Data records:

──────

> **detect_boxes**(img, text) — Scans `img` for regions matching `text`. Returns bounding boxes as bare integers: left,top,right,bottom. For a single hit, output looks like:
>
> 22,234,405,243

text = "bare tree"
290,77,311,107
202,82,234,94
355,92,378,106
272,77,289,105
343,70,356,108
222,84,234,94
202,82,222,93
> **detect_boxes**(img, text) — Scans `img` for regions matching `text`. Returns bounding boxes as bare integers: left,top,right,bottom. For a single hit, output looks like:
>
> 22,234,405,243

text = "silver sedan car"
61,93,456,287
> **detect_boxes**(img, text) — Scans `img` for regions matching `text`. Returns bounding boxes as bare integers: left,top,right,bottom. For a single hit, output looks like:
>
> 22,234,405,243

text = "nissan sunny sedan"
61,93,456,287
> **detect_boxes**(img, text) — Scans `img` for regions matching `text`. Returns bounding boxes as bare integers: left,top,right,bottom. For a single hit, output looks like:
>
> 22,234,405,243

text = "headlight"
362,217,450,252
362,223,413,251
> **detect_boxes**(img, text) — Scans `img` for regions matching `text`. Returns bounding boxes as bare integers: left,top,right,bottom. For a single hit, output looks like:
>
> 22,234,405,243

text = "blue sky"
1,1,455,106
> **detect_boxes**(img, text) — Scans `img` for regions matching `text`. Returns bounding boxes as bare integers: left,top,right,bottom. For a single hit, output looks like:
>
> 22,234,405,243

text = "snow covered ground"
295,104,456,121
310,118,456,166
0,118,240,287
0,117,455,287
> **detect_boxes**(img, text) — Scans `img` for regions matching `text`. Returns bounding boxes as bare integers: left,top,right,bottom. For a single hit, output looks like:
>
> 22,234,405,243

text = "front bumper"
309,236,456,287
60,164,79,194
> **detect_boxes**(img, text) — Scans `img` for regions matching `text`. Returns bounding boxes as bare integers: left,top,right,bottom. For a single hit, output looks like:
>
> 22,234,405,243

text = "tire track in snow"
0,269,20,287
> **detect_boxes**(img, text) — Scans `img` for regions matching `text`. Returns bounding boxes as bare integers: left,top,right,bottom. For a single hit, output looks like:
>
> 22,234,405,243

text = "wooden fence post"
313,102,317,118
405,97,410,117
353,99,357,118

──────

Problem to solve:
Copy the records word for word.

The completed task:
> **detect_boxes**(img, text) — Scans `img` for regions matching `text`. Returns bounding boxes as bare integers: left,top,right,bottom. For a single hit, output looks like:
>
> 22,234,405,243

text = "bare tree"
290,77,311,107
202,82,234,94
355,92,378,106
272,77,289,105
343,70,356,108
222,84,234,94
202,82,222,93
> **detect_boxes**(img, text) — Scans `img` for regions matching `text`. Returns bounding boxes as bare integers: left,top,right,bottom. For a single hit, output looks like:
>
> 22,234,405,243

text = "silver sedan car"
61,93,456,287
> **detect_boxes**(img, text) — Scans `img` for regions matching `text`. Returns bounding boxes as bare integers: left,top,right,bottom. For a single hit, output looks like:
>
> 22,234,405,243

text = "nissan sunny sedan"
61,93,456,287
> **detect_boxes**(img, text) — Scans `img` for regions matching `text`. Returns bounding boxes as bare integers: left,top,right,bottom. For a single hit, output looks like:
>
> 22,234,405,243

text = "headlight"
362,217,450,252
362,223,413,251
> **detect_boxes**(img, text) — Scans `img` for regions matching `text`. Returns bounding boxes as bare integers: left,top,right,bottom. For a single hit, output looks like:
>
> 22,234,405,243

text = "blue sky"
1,1,455,106
> **detect_boxes**(img, text) — Scans `img` for regions matching `text`. Returns bounding boxes as bare integers: left,top,right,bottom. For a single hit, output looks like:
>
> 22,234,405,243

text = "snow covered ground"
295,104,456,121
310,118,456,166
0,118,240,287
0,117,455,287
> **detect_boxes**(img, text) — Scans `img` for regions matching `text`. Returns bounding boxes as bare integers: left,top,right,bottom. For a single hit, output looks like:
>
> 22,234,405,243

text = "front bumper"
309,236,456,287
60,164,79,194
> **detect_boxes**(img, text) — Scans `img` for regions matching `text`. Returns bounding boxes as bare integers: left,top,right,bottom. For a single hit, output looks like:
>
> 22,234,405,243

text = "tire track in snow"
0,269,20,287
> **detect_boxes**(img, text) — Scans `img` for regions matching `text`. Returns bounding boxes as bare integers: left,top,right,bottom. For a single hit, output looks like:
>
> 22,234,405,243

text = "wooden fence post"
313,102,317,118
405,97,410,117
353,99,357,118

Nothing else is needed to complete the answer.